Vegetarian Sloppy Joes with Buttermilk Ranch Slaw


Before you take a look at this recipe, think back to elementary school and lunchtime in the cafeteria. Remember sloppy joe day? I remember how it smelled (not so fantastic) and those soggy “wheat” buns with the runny, ketchup-y, gristly ground mystery meat (yeah, so our school district didn’t have the best lunch program in the early 80s). I can literally see the line of styrofoam trays with the little compartments being filled, assembly-line style, by the cafeteria staff. Lunch cost $.50. Remember those sloppy joes? Well these are nothing like that.

(Dataset rows on where objects appear)
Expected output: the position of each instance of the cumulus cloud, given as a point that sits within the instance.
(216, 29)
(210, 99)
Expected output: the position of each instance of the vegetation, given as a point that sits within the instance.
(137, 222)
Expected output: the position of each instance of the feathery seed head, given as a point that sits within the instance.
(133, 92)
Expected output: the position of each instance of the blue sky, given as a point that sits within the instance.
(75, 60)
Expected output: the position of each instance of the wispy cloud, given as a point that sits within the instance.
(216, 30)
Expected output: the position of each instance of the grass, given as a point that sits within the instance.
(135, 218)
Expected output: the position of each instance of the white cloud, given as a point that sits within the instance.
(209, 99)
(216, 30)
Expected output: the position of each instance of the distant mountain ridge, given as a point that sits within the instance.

### [Written exercise]
Pick up the vegetarian sloppy joes recipe text after its final sentence and keep writing it.

### [Answer to this task]
I’ve always had an aversion to sloppy joes—that sad, soggy cafeteria sandwich being my only exposure to this sandwich. We didn’t eat them at home, and I wasn’t about to eat them at school— so I just abstained altogether. You can buy the filling sauce in a can (which I hear is actually pretty tasty, if sloppy joes fall into the “nostalgia” category for you). Please don”t hold it against me, but I”ve never had a Manwich (and the visual I get when I say it out loud isn”t quite as wholesome as the company probably intended). I figured my window of opportunity to try a sloppy joe closed about 7 years ago, when I stopped eating most meat, but then I was introduced to Gardein’s All American Sloppy Joes.

Gardein has a huge line of refrigerated and frozen meatless products, but this meatless sloppy joe mix spoke to me—it called to me. The photo on the front of the box looked too good to be true—all that saucy meatless meat just spilling out of that hamburger bun: I can finally try a sloppy joe. So I did. I finally got to try a sloppy joe. SO GOOD! Since I can’t leave well enough alone, I fancied up the sloppy joe mix and came up with these cute little Gardein All American Sloppy Joe sliders with buttermilk ranch slaw and pickles.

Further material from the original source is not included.